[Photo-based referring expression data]

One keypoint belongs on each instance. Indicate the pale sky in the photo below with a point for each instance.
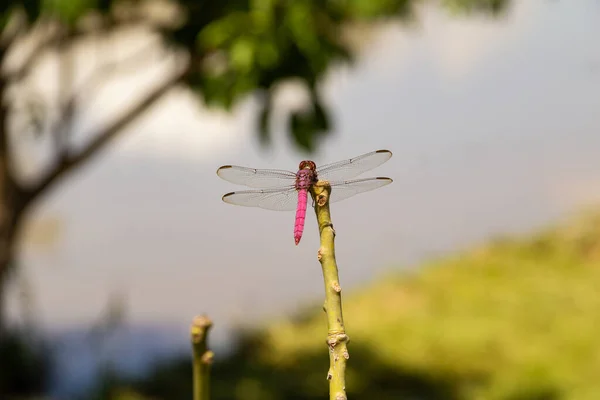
(494, 130)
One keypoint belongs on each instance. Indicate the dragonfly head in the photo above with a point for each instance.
(307, 164)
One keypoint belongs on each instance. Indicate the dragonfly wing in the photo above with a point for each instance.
(345, 189)
(276, 199)
(256, 178)
(353, 167)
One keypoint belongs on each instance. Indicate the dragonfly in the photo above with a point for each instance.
(282, 190)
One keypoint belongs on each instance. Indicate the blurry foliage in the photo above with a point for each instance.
(24, 365)
(239, 47)
(516, 319)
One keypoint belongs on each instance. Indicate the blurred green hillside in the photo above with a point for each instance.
(515, 319)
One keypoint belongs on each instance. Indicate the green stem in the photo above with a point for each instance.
(337, 339)
(202, 358)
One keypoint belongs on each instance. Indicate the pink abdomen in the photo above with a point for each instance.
(300, 215)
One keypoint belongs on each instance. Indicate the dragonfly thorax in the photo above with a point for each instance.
(305, 178)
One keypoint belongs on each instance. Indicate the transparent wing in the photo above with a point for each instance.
(353, 167)
(276, 199)
(345, 189)
(256, 177)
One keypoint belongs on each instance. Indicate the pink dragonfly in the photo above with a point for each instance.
(287, 191)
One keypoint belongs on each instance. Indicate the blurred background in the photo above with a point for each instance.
(472, 276)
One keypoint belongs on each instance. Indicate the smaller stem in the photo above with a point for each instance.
(202, 358)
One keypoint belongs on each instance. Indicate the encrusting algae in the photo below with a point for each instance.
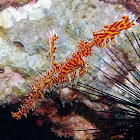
(66, 71)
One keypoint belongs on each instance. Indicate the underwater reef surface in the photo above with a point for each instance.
(25, 53)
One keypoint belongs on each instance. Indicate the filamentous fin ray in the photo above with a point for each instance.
(132, 45)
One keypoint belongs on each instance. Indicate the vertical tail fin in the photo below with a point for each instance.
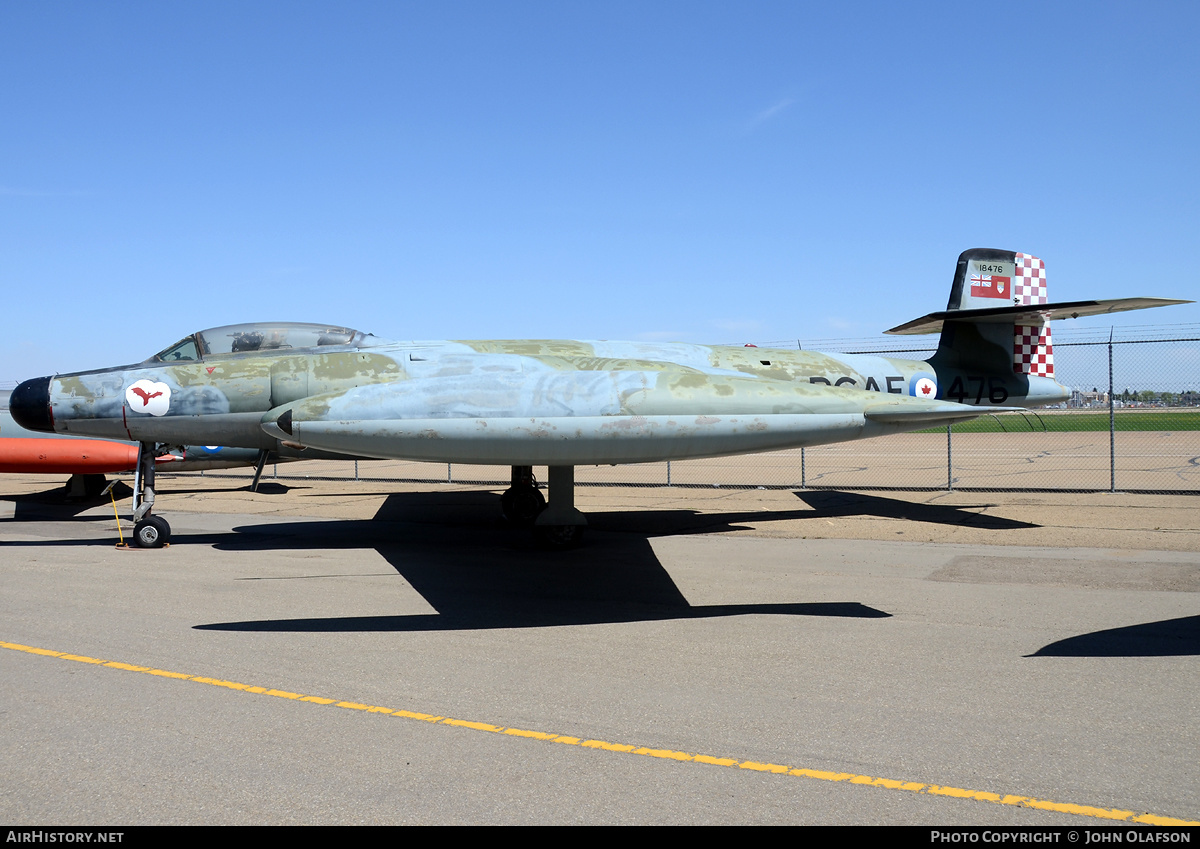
(1032, 350)
(987, 278)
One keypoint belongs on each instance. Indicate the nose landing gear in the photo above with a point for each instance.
(149, 531)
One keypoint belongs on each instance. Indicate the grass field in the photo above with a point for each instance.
(1062, 421)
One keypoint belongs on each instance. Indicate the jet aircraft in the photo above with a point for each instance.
(333, 391)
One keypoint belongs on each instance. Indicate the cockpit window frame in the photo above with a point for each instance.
(256, 337)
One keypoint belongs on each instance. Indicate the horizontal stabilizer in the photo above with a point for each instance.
(941, 414)
(1030, 314)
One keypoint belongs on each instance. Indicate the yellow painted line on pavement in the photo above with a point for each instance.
(1145, 818)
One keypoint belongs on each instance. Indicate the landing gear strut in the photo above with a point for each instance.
(557, 524)
(561, 525)
(522, 501)
(149, 531)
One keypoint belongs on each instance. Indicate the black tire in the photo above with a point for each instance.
(522, 505)
(151, 533)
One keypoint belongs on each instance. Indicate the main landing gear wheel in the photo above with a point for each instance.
(521, 505)
(153, 531)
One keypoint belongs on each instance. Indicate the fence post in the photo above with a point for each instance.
(1113, 426)
(949, 465)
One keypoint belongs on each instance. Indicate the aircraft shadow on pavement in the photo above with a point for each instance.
(832, 503)
(1165, 638)
(480, 573)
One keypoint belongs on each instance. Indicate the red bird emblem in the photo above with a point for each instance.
(145, 396)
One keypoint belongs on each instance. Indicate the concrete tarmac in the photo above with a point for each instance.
(342, 654)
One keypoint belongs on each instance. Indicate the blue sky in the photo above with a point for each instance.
(703, 172)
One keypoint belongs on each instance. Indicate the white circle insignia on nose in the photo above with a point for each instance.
(147, 396)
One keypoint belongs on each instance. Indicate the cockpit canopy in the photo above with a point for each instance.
(261, 336)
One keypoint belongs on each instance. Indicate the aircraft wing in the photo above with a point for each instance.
(1030, 313)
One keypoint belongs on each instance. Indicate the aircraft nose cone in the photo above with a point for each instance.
(30, 405)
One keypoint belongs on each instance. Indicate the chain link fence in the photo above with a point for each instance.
(1132, 425)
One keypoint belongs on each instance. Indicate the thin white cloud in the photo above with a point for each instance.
(771, 112)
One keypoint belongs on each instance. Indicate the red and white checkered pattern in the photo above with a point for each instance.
(1032, 351)
(1029, 281)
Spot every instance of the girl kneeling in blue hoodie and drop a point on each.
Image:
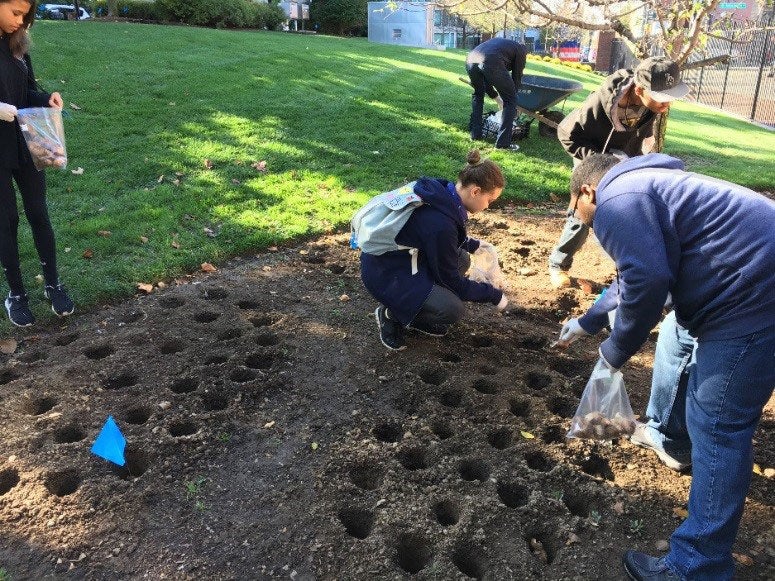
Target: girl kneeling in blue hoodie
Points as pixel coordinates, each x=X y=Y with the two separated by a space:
x=425 y=291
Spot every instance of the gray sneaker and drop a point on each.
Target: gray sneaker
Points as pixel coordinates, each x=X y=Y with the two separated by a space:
x=641 y=437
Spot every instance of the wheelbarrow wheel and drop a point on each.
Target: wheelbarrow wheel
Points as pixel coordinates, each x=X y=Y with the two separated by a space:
x=545 y=130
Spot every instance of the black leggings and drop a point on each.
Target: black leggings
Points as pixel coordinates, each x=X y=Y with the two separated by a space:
x=32 y=186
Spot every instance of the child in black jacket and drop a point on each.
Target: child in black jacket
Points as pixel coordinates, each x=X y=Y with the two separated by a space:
x=18 y=89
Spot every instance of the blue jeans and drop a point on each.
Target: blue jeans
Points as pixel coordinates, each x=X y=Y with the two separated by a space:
x=729 y=382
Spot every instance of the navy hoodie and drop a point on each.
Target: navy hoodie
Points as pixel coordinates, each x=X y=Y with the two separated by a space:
x=707 y=242
x=438 y=230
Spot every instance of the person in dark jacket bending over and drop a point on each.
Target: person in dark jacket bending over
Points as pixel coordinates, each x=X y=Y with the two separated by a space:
x=18 y=89
x=429 y=297
x=710 y=244
x=618 y=118
x=488 y=67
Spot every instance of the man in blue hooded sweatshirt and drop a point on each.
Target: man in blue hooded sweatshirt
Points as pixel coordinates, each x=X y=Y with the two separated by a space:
x=710 y=245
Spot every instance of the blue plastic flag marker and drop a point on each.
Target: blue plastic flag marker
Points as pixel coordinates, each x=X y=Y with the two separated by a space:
x=110 y=443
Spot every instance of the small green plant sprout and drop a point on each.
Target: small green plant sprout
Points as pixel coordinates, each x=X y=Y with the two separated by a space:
x=557 y=495
x=636 y=526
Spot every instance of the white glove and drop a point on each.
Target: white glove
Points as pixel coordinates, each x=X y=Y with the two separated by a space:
x=570 y=332
x=603 y=360
x=7 y=112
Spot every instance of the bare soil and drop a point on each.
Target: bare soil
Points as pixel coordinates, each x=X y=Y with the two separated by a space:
x=271 y=436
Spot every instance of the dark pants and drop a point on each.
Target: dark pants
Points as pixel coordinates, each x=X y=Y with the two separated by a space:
x=32 y=186
x=481 y=75
x=443 y=307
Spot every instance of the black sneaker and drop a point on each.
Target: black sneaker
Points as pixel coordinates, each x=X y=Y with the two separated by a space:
x=61 y=303
x=428 y=328
x=391 y=333
x=19 y=312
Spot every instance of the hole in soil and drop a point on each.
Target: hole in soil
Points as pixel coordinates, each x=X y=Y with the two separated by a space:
x=414 y=458
x=120 y=380
x=541 y=548
x=242 y=375
x=357 y=521
x=216 y=359
x=479 y=341
x=132 y=317
x=447 y=512
x=553 y=434
x=171 y=302
x=259 y=360
x=562 y=406
x=66 y=339
x=597 y=466
x=214 y=402
x=413 y=552
x=267 y=339
x=214 y=293
x=63 y=483
x=569 y=367
x=500 y=439
x=513 y=494
x=264 y=319
x=69 y=434
x=488 y=370
x=577 y=505
x=38 y=405
x=389 y=432
x=433 y=376
x=474 y=469
x=532 y=342
x=537 y=381
x=367 y=476
x=485 y=386
x=468 y=558
x=206 y=316
x=520 y=406
x=230 y=334
x=8 y=375
x=442 y=429
x=172 y=346
x=184 y=385
x=539 y=461
x=8 y=479
x=137 y=462
x=137 y=415
x=182 y=428
x=451 y=398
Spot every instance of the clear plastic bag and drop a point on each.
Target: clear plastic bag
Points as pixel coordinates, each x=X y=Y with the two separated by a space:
x=604 y=412
x=484 y=266
x=45 y=136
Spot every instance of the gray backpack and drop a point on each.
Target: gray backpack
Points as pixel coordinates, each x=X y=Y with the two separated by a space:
x=375 y=226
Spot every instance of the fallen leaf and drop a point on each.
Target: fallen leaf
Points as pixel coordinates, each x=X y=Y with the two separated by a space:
x=744 y=560
x=680 y=512
x=8 y=346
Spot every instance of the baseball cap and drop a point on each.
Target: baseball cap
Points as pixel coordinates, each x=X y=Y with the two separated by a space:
x=661 y=78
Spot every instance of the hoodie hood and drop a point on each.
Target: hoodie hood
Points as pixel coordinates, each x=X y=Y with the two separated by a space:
x=650 y=161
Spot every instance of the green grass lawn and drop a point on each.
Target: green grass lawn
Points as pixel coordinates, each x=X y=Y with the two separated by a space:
x=336 y=121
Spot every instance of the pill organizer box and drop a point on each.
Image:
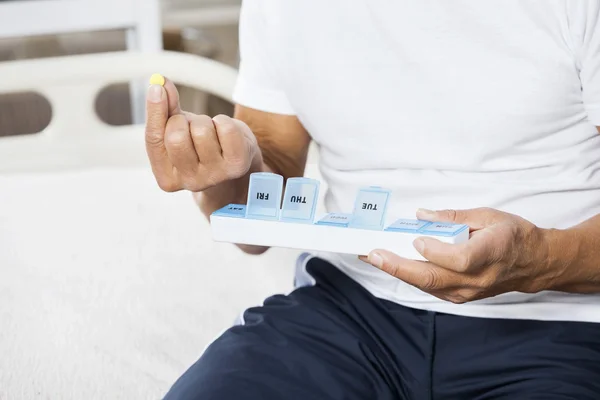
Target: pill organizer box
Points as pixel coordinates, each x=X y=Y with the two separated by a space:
x=276 y=218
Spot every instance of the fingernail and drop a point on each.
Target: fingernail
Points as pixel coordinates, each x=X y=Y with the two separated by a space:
x=419 y=245
x=155 y=93
x=376 y=259
x=157 y=79
x=425 y=213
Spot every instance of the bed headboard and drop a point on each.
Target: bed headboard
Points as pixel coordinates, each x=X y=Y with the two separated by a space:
x=76 y=137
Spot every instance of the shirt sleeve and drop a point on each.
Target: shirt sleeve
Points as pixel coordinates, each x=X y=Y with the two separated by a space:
x=589 y=39
x=258 y=84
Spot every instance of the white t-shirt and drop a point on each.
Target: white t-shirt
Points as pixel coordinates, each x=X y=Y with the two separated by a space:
x=450 y=104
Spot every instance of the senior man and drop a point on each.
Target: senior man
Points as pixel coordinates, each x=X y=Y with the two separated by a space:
x=477 y=112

- _Your goal_
Select every line above that contains the word "headboard", and copy it.

- _Exercise result_
Spot every instance of the bed headboard and drop a point on each.
Target: bed headboard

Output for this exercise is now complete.